Work task.
Where the records contain images, omit them, and repeat everything else word for word.

# # #

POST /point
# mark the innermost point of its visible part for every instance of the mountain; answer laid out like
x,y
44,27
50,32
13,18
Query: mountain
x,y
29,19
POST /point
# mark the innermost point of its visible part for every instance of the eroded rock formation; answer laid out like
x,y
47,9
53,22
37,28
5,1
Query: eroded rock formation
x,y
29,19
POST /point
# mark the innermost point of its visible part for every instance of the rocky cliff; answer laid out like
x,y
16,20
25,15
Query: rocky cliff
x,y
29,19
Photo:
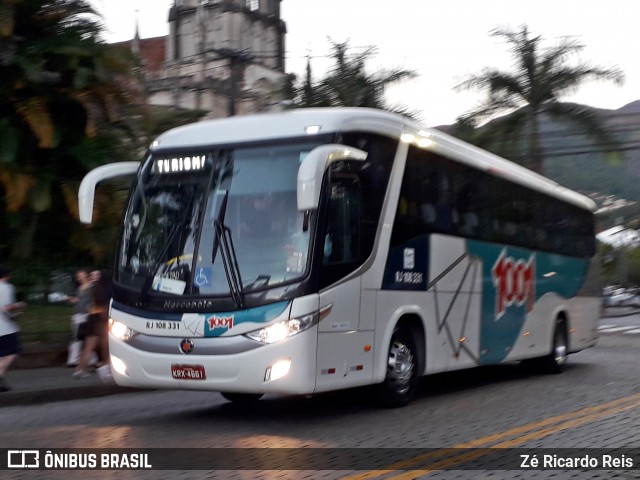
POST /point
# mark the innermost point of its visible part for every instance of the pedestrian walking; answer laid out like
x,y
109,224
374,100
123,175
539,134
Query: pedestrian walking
x,y
9,340
96,340
79,320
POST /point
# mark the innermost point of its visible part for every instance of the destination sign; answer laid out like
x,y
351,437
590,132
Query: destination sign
x,y
193,163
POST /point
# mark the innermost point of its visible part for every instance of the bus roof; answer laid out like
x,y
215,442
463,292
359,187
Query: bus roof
x,y
307,121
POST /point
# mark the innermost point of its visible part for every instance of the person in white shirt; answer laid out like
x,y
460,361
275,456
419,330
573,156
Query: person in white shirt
x,y
9,341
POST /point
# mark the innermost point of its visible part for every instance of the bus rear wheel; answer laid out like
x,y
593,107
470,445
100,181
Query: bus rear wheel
x,y
241,397
402,371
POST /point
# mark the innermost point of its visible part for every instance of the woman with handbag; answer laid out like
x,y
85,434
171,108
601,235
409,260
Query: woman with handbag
x,y
9,341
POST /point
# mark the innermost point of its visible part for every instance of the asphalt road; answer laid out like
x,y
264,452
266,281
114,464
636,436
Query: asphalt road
x,y
592,407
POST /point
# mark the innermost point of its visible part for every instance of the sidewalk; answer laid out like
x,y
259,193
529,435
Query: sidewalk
x,y
53,384
41,377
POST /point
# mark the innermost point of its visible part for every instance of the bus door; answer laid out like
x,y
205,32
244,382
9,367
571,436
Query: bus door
x,y
343,359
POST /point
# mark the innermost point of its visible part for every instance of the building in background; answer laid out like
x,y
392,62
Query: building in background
x,y
222,56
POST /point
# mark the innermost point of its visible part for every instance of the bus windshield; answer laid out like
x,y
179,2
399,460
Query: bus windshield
x,y
216,222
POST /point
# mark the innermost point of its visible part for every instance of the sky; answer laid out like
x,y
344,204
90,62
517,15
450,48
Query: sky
x,y
442,41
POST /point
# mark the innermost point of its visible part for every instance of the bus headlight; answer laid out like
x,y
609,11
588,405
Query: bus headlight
x,y
120,330
287,328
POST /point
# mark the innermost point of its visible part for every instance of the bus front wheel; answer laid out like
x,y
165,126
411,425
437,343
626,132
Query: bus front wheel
x,y
402,370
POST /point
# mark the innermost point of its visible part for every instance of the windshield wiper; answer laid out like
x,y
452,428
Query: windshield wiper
x,y
177,228
224,242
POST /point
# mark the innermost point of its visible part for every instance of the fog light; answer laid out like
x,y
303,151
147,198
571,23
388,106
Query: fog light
x,y
119,366
121,331
277,370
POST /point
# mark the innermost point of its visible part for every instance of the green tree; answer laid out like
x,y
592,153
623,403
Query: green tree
x,y
348,84
541,77
61,93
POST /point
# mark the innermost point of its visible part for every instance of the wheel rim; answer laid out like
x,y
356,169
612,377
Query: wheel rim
x,y
400,371
560,348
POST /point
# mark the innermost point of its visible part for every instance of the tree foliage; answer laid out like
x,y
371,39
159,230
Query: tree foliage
x,y
347,84
540,78
62,93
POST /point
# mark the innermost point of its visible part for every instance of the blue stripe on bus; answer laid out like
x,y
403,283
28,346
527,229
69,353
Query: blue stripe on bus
x,y
503,313
502,318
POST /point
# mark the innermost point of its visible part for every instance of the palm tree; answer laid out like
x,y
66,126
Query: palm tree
x,y
60,93
347,84
541,78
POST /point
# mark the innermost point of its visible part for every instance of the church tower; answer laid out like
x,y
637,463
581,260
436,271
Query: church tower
x,y
223,56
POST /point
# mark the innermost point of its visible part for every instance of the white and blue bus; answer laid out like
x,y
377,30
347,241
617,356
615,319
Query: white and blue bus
x,y
313,250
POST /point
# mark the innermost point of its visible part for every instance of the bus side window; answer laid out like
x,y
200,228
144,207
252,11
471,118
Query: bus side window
x,y
342,236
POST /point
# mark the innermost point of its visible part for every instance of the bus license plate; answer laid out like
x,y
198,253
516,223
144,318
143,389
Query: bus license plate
x,y
188,372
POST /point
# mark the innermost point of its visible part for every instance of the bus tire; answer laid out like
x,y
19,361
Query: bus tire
x,y
402,370
243,398
555,361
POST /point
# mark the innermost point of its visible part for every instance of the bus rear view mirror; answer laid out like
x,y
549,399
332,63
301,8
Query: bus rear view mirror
x,y
87,189
312,170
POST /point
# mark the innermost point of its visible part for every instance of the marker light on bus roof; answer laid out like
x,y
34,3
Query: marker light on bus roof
x,y
424,142
312,129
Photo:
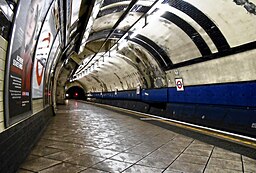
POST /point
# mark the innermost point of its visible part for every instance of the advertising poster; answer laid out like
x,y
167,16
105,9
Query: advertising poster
x,y
28,20
45,41
53,55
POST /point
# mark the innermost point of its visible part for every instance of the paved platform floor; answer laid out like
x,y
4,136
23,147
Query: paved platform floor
x,y
89,139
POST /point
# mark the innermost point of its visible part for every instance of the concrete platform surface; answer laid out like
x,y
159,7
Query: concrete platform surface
x,y
89,139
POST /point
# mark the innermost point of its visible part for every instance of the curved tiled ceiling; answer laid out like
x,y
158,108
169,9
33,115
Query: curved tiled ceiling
x,y
174,33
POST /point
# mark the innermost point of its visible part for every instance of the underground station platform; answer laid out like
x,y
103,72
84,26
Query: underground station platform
x,y
92,138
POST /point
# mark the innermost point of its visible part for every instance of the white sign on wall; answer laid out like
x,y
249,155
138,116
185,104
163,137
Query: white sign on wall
x,y
179,84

# # #

Solution to the problem.
POST /point
# mark the innermost point of its visible part for every instance of the mountain; answer laid out like
x,y
44,27
50,32
13,18
Query: mountain
x,y
29,19
POST /point
# mark the innermost point of its visible part for every instance of the eroded rock formation; answer laid out like
x,y
47,9
53,22
37,28
5,1
Query: eroded rock formation
x,y
29,19
POST /point
# mark the innermost point of its visible part for every instance of the rocky cliff; answer laid out like
x,y
16,20
25,15
Query: rocky cliff
x,y
29,19
Photo:
POST /point
# mark the innermost point of its visible part for every instance of the pedestrian walking; answer laid out like
x,y
109,224
374,100
123,175
539,134
Query: pedestrian walking
x,y
9,340
96,340
79,320
POST /point
# mark the innermost point of its visible part for every instance of the destination sign; answer laid out like
x,y
351,437
590,132
Query: destination sign
x,y
193,163
POST /point
# mark the innermost point of its visible part for every instance of the bus roof; answer laid out like
x,y
215,442
463,292
359,187
Query: bus roof
x,y
307,121
POST /point
# mark the innermost point of its visible part for every instance of the person in white shirt; answer laid out like
x,y
460,361
275,456
419,330
573,156
Query: person in white shirt
x,y
9,341
POST /point
# mark the innermost point of its visible part for every instance of the bus rear wheel; answer laid out like
x,y
593,107
470,445
100,181
Query: bus rear wheel
x,y
241,397
402,371
POST /point
# mark the innermost point of its visible part for every instance of the woman with handbag; answer laid out like
x,y
85,434
171,108
601,235
409,260
Query: woman with handbag
x,y
9,341
POST /point
# mark the innermost point of its visible part for every instance of the asphalt road; answer laid out like
x,y
264,452
266,281
114,464
636,436
Query: asphalt road
x,y
592,407
POST /point
# mark the innermost point of its visible part for every instance of the sidewalk; answer laid out like
x,y
259,193
529,435
Query: sidewalk
x,y
53,384
41,377
POST /point
# mark the innermost point of its visible part for every instance of the bus door; answer laid out like
x,y
205,32
244,382
9,367
571,436
Query: bus door
x,y
343,359
POST /point
# mark the innermost point of its visible part for every instance of the building in background; answer laid out like
x,y
392,62
Query: building in background
x,y
222,56
POST /point
# mark the innermost point of its visible part for every instance of the bus windshield; answer laid out like
x,y
179,2
399,460
Query: bus windshield
x,y
216,222
POST /point
# mark the innermost point of its visible part for every instance of the sky; answer laid out like
x,y
344,204
90,62
517,15
450,48
Query: sky
x,y
442,41
POST /point
# mark the innermost point of its visible part for every instance of the bus headlight; answer laid out like
x,y
609,11
588,405
Query: bus headlight
x,y
120,330
287,328
POST /point
# mark the innermost point of its visible part for every instance of the bus front wheel; answer laid out like
x,y
165,126
411,425
437,343
626,132
Query: bus front wheel
x,y
402,370
POST /point
# mark the innermost point of its visible part for every instance of the windshield wiper; answer laid out like
x,y
452,428
Query: windshield wiper
x,y
177,228
224,242
POST /point
# mark the innermost point of its visible part for every instance of the fog light; answer laid out like
x,y
303,151
147,198
571,23
388,106
Query: fog light
x,y
119,366
121,331
277,370
POST /point
# mark the innermost point of its visible part for every instance of the green tree; answer laid out like
x,y
592,153
623,403
Query: green tree
x,y
348,84
541,77
61,93
POST /point
# mark the innermost point of its visible part for every instance of the wheel rim; answer laid out like
x,y
356,169
612,377
Query: wheel rim
x,y
400,371
560,348
POST /point
# mark the innermost point of its visible part for every instance of the tree foliage; answer laid out like
x,y
371,39
159,230
Query: tree foliage
x,y
347,84
540,78
62,93
POST /point
# mark the innermost point of its visible part for every instance of the blue stripe on bus; answer laid out like
x,y
403,283
28,346
527,229
69,353
Query: blue stripe on bus
x,y
503,313
502,318
POST /point
# mark the innermost point of its visible part for every instance of the palm tree; answer laid out like
x,y
66,126
Query: palm tree
x,y
60,93
347,84
541,78
POST /point
# mark the innermost point of its visible part for every instance of the church tower; answer laid out like
x,y
637,463
581,260
436,271
Query: church tower
x,y
223,56
POST /point
# mark the innermost point of its visible part for every instance of the white and blue bus; answer laid out like
x,y
377,30
347,241
617,356
615,319
Query: white and blue bus
x,y
313,250
POST /point
# mark the innermost point of its visible part for every instance of the bus side window; answer laid out like
x,y
200,228
144,207
252,11
471,118
Query: bus side window
x,y
342,236
POST /point
# mark the innermost point of its visible part for every instance of the bus license plate; answer laid out like
x,y
198,253
516,223
144,318
143,389
Query: bus license plate
x,y
188,372
POST /point
# mark the innermost point of its visible part for every instance of the bus tire; answer laid out like
x,y
19,361
Query: bus tire
x,y
402,370
243,398
555,361
POST /point
# mark the innermost point of its visible part for every instance of the bus rear view mirror; answer laid out like
x,y
549,399
332,63
301,8
Query: bus rear view mirror
x,y
87,189
312,170
POST /point
# mark the innermost point of its visible part for every instance of the marker light on bus roof; answer laid out like
x,y
34,3
Query: marker light on bus roof
x,y
424,142
312,129
Photo:
POST /point
# mark the innermost point of its visible part for every instance of the advertising poster; answer laid out like
x,y
167,16
105,9
Query: advertising poster
x,y
28,20
45,41
53,55
POST /point
# mark the innermost point of its visible part for every instance of the paved platform floor; answer laid out like
x,y
4,136
23,147
Query: paved platform floor
x,y
89,139
POST /point
# mark the innermost point of its visible part for every instance of the concrete platform surface; answer laid out like
x,y
159,7
Query: concrete platform surface
x,y
89,139
POST /point
# mark the innermost point of its visible part for every instance of the curved tiled ceiling; answer laid out like
x,y
158,108
169,9
33,115
Query: curved tiled ceiling
x,y
174,33
POST /point
# mark the innermost point of its visible part for every instance of the underground station platform; answer laid out like
x,y
103,72
84,26
Query: underground station platform
x,y
92,138
POST /point
# mark the innermost point of its visible part for every instance of the white sign on wall; answer laid out like
x,y
249,155
138,116
185,104
163,137
Query: white sign on wall
x,y
179,84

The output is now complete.